▸ **TASK DETAILS**:
Write the data out again, exactly as given.

▸ **AVAILABLE RECORDS**:
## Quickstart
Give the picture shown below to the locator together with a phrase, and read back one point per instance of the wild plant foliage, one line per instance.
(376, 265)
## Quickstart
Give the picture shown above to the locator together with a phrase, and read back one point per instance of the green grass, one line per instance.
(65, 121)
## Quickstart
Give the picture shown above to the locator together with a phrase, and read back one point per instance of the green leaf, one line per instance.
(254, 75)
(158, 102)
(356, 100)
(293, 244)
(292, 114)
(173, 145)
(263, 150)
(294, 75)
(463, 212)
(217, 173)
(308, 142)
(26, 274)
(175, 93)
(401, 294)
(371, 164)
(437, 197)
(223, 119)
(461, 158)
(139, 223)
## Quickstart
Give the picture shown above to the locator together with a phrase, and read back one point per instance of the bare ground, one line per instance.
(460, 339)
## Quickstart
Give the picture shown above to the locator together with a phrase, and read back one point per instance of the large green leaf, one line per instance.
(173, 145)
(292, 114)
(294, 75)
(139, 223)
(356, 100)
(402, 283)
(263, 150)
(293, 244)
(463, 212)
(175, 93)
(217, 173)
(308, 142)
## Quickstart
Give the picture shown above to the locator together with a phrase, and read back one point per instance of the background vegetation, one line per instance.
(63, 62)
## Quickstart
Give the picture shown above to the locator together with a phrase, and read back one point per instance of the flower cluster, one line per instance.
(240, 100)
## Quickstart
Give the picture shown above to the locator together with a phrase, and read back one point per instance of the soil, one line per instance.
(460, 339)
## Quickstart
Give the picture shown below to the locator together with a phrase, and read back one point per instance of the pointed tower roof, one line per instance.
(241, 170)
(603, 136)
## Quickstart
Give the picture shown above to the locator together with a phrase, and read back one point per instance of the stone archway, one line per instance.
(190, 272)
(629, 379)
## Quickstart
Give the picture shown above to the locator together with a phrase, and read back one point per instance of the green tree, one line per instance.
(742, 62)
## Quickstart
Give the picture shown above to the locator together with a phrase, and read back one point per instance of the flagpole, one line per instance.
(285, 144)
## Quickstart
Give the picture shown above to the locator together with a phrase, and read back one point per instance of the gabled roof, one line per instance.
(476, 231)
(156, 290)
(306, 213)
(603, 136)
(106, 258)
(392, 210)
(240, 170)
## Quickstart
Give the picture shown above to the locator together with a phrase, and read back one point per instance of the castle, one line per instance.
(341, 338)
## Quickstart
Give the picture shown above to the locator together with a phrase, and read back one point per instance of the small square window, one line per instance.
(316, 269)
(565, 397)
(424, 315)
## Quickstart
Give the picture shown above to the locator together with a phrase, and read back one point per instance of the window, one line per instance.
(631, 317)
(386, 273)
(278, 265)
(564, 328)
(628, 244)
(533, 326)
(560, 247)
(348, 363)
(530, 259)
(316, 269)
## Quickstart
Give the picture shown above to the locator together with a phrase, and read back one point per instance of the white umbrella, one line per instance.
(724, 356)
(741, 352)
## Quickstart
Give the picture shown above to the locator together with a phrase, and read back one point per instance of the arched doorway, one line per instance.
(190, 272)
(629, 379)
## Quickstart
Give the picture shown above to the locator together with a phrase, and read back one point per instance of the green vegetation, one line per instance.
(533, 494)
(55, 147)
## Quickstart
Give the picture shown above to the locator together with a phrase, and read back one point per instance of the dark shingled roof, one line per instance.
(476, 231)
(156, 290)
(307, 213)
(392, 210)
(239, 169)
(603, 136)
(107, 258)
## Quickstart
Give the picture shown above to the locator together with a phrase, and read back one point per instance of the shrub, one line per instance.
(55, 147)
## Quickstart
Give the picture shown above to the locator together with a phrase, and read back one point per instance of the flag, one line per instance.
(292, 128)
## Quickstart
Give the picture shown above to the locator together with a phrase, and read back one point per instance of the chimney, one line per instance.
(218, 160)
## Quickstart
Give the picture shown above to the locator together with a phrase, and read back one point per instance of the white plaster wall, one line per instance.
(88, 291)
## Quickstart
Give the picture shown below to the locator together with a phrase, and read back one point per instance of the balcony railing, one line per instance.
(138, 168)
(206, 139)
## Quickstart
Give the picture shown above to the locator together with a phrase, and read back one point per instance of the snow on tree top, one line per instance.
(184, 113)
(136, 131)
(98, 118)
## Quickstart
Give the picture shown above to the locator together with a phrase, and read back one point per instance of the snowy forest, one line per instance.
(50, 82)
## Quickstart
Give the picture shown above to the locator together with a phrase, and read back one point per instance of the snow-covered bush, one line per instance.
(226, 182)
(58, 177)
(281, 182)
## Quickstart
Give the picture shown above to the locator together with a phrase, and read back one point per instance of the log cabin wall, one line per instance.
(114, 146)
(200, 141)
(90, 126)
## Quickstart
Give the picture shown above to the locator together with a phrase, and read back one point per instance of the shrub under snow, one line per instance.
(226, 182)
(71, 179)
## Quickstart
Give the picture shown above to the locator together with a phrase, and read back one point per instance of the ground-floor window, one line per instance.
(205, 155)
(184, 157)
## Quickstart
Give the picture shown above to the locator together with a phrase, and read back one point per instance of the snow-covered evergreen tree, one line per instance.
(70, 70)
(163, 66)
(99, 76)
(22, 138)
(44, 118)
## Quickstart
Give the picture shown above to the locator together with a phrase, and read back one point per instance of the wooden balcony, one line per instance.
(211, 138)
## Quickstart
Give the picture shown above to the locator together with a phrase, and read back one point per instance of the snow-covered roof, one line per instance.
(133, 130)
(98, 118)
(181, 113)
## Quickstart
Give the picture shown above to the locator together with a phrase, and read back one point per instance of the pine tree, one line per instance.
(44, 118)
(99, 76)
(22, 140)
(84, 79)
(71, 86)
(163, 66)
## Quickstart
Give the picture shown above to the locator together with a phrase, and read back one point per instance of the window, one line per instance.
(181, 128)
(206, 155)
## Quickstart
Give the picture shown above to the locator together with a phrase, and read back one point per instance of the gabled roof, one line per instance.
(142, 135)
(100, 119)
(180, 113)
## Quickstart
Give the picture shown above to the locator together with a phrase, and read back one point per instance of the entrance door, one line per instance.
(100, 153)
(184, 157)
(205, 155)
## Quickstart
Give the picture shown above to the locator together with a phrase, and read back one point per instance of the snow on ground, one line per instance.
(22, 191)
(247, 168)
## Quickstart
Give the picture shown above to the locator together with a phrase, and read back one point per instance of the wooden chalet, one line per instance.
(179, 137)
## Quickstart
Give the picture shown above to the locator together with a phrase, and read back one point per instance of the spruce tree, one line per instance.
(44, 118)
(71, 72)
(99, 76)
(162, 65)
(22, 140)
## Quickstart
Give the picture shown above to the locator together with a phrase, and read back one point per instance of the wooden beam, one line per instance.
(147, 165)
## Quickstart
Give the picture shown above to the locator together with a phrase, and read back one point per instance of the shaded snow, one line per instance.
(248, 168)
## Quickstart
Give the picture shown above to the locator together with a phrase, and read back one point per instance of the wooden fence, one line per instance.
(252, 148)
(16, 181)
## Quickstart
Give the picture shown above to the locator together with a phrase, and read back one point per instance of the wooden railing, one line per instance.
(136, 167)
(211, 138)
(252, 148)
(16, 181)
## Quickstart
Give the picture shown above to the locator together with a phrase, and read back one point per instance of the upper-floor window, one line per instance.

▸ **FULL RESPONSE**:
## Quickstart
Give the picture shown below to the locator together with a phrase, and read back one point per instance of the wild plant foliage, one line per instance.
(376, 265)
## Quickstart
Give the picture shown above to the locator together with a phrase, and read back one point per instance of the green grass, one line per instance.
(65, 121)
## Quickstart
Give the picture shown above to the locator together with a phrase, and read back one point per instance of the green leaf, one line per instance.
(254, 75)
(158, 102)
(356, 100)
(293, 244)
(292, 114)
(173, 145)
(263, 150)
(294, 75)
(463, 212)
(217, 173)
(308, 142)
(26, 274)
(175, 93)
(401, 294)
(371, 164)
(437, 197)
(223, 119)
(461, 158)
(139, 223)
## Quickstart
Give the picture shown above to the locator together with a phrase, and read back one point per instance of the bare ground, one line per instance.
(460, 339)
## Quickstart
Give the picture shown above to the locator together with a phrase, and read back one point per instance of the large green leaf, one line per instance.
(173, 145)
(292, 114)
(294, 75)
(139, 223)
(356, 100)
(402, 283)
(263, 150)
(293, 244)
(463, 212)
(175, 93)
(217, 173)
(308, 142)
## Quickstart
Give the picture shown above to the locator together with a phrase, and read back one point per instance of the background vegetation, one line per instance.
(63, 62)
## Quickstart
Give the picture shown above to the locator together with a phrase, and read back one point per instance of the flower cluster, one line per instance.
(240, 100)
## Quickstart
Give the picture shown above to the locator together with a phrase, and read back one point per instance of the soil, one line per instance.
(460, 339)
## Quickstart
Give the picture shown below to the locator together with a phrase, and read back one point per instance of the pointed tower roof, one line per instance.
(241, 170)
(603, 136)
## Quickstart
Give the picture shown above to the locator together with a phrase, and read back one point per instance of the stone archway, one line per instance.
(190, 272)
(629, 379)
## Quickstart
Give the picture shown above to the locator together with a phrase, and read back one point per instance of the green tree, one line per instance.
(742, 62)
## Quickstart
Give the picture shown above to the locator together with a phrase, and read back one point per instance of the flagpole, one line per instance.
(285, 144)
## Quickstart
Give the picture shown above to the locator together with a phrase, and read back one point per instance of the gabled roof, one line per instance.
(476, 231)
(156, 290)
(306, 213)
(603, 136)
(106, 258)
(392, 210)
(240, 170)
## Quickstart
Give the picture shown above to the locator together with a phrase, and read back one point per instance of the castle, one line per instance.
(341, 338)
## Quickstart
Give the picture shown above to the locator together with a phrase, and read back one point per instance of the small square window, one line per instance.
(316, 269)
(565, 397)
(424, 315)
## Quickstart
Give the picture shown above to the locator together with a phrase, and read back one point per instance of the window, one line per instance.
(631, 317)
(386, 273)
(278, 265)
(564, 328)
(628, 244)
(533, 326)
(560, 247)
(348, 363)
(530, 259)
(316, 269)
## Quickstart
Give the picture shown above to the locator together with a phrase, and read back one point per instance of the white umbrella, one line per instance.
(724, 356)
(741, 352)
## Quickstart
Give the picture shown above to the locator together with a phrase, and read back one point per instance of the arched doorway, one line per instance.
(190, 272)
(629, 379)
## Quickstart
Give the picture shown above to the locator together with a phrase, and read back one point per instance of the green vegetation, one line per instance.
(533, 494)
(55, 147)
## Quickstart
Give the picture shown above to the locator together with a phrase, and read back one point per instance of the dark shingled roof, one line per instance.
(476, 231)
(156, 290)
(307, 213)
(392, 210)
(239, 169)
(603, 136)
(107, 258)
## Quickstart
Give the picture shown above to the locator together with a phrase, and read back one point per instance of the shrub, one line per instance.
(55, 147)
## Quickstart
Give the picture shown above to the locator together with a phrase, and read back one point per instance of the flag, one line per instance.
(292, 128)
## Quickstart
Give the picture shown above to the locator together with a phrase, and read back one point per instance of the chimney, one line per instance.
(218, 160)
## Quickstart
Give the picture shown above to the locator together with a phrase, and read back one point per instance of the white plaster wall, one line per instance.
(88, 291)
## Quickstart
Give the picture shown below to the locator together with a phrase, and read back one point per instance of the balcony railing, one line per instance.
(138, 168)
(206, 139)
## Quickstart
Give the picture shown above to the locator together with a phrase, and read back one point per instance of the snow on tree top, one line per instance.
(184, 113)
(136, 131)
(98, 118)
## Quickstart
Give the picture shown above to the locator together with a phrase, and read back one point per instance of the snowy forest, one line per instance.
(50, 82)
## Quickstart
Give the picture shown above to the locator together with a phrase, and read back one point per instance of the snow-covered bush, one line per instance.
(226, 182)
(58, 177)
(281, 182)
## Quickstart
Give the picture shown above to the locator together with a phrase, and read back one point per instance of the log cabin wall, one line per instance.
(114, 146)
(200, 141)
(90, 126)
## Quickstart
Give the picture shown above to the locator together with a phrase, and read back one point per instance of the shrub under snow, one line per instance.
(226, 182)
(71, 179)
## Quickstart
Give the picture shown above to the locator together with a phrase, and read back one point per instance of the ground-floor window, one line per instance.
(205, 155)
(184, 157)
## Quickstart
Give the picture shown above to the locator together with a phrase, and read back one point per instance of the snow-covered evergreen tree, one line per instance.
(70, 70)
(163, 66)
(99, 76)
(22, 138)
(44, 118)
## Quickstart
Give the picture shown above to the locator together with a phrase, and read back one point per instance of the wooden balcony, one line per instance.
(211, 138)
## Quickstart
Give the picture shown above to the locator together with a phrase, and read back one point per instance of the snow-covered roof, one line per instance.
(133, 130)
(98, 118)
(181, 113)
## Quickstart
Give the picture shown above to the locator together with a phrase, and read back one point per instance of the pine tree, one line per instance.
(44, 118)
(99, 76)
(22, 140)
(84, 79)
(71, 86)
(163, 66)
## Quickstart
Give the picture shown above to the locator together with a phrase, and read back one point per instance of the window, one line per instance.
(181, 128)
(206, 155)
## Quickstart
Give the picture shown above to the locator together with a phrase, and read back one point per instance of the gabled roof, one line per instance.
(142, 135)
(100, 119)
(180, 113)
## Quickstart
Give the picture shown above to the locator together with a phrase, and read back one point per instance of the entrance door, one line per instance.
(100, 153)
(184, 157)
(205, 155)
## Quickstart
Give the picture shown above to the locator together with a phrase, and read back one point per instance of the snow on ground, one line per instance.
(22, 191)
(247, 168)
## Quickstart
Give the picture shown above to the locator together with a phrase, and read back one point per instance of the wooden chalet, one line per instance.
(179, 137)
## Quickstart
Give the picture shown above to the locator together with a phrase, and read back one point per instance of the spruce tree, one line per instance.
(44, 118)
(71, 72)
(99, 76)
(162, 65)
(22, 140)
## Quickstart
Give the picture shown above to the locator together with a phrase, and read back one point per instance of the wooden beam, one line per instance.
(147, 165)
## Quickstart
Give the picture shown above to the locator together with a phrase, and read back one point per instance of the shaded snow, one line per instance.
(248, 168)
## Quickstart
Give the picture shown above to the locator together with a phrase, and read back one point per instance of the wooden fence, one line per instance.
(252, 148)
(16, 181)
## Quickstart
Give the picture shown above to the locator together with a phrase, and read back one point per instance of the wooden railing, one line per instance.
(136, 167)
(211, 138)
(252, 148)
(16, 181)
## Quickstart
Give the picture shown above to the locator together with a phrase, and read back one point per instance of the upper-floor window, one line per instance.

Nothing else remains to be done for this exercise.